CHALLENGE A:
Please answer these about the cycling travel account, each in a few words:
(i) Who did the writer start the ride toward Leh with?
(ii) What is named as the main language of the region?
(iii) What had been rubbing on the new rim all the way to Sonamarg?
CHALLENGE B: Swap "tandem" for "two-seat bicycle" and write out the cycling travel account from "It was a very" to "locals immediately formed." with that change.

SELECTED EXCERPT:
————————

My delay in Srinagar ended up putting me on the same schedule as Marcus and Kirsty, who had also decided last minute to take transport from Jammu. On a lucky meeting online, we decided to rendezvous the next day to start the ride together. The next morning, after getting a good laugh at my new steel rim we started out on the road to Leh.
It was a very hot and humid day up to Sonamarg. For me it was one of the toughest I’ve had so far. The valley of Kashmir was lush and green and so far, fairly populated. This region of India is mainly muslim, with Urdu as the main language (also the official language of Pakistan). This area had a very heavy military presence and we could see many soldiers with AK-47s hanging out on the hills above the road. It was nice travelling with a tandem, because for once the attention was being taken away from me! We would hear indecipherable words being spoken and all of a sudden “ohhhhhh – double cycle!” Whenever we stopped, a crowd of locals immediately formed.
I was completely exhausted when we arrived in Sonamarg and I guess in a heat inflicted stupor I failed to notice that my front brake had been rubbing on my new rim the whole time (doh! thanks Marcus!).

————————

INFORMATION GIVEN:
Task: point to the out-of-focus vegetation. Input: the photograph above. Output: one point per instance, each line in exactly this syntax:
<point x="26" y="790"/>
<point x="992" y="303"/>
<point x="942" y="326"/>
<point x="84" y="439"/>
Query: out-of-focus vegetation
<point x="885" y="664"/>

————————

WORKED SOLUTION A:
(i) Marcus and Kirsty
(ii) Urdu
(iii) The front brake

WORKED SOLUTION B:
It was a very hot and humid day up to Sonamarg. For me it was one of the toughest I’ve had so far. The valley of Kashmir was lush and green and so far, fairly populated. This region of India is mainly muslim, with Urdu as the main language (also the official language of Pakistan). This area had a very heavy military presence and we could see many soldiers with AK-47s hanging out on the hills above the road. It was nice travelling with a two-seat bicycle, because for once the attention was being taken away from me! We would hear indecipherable words being spoken and all of a sudden “ohhhhhh – double cycle!” Whenever we stopped, a crowd of locals immediately formed.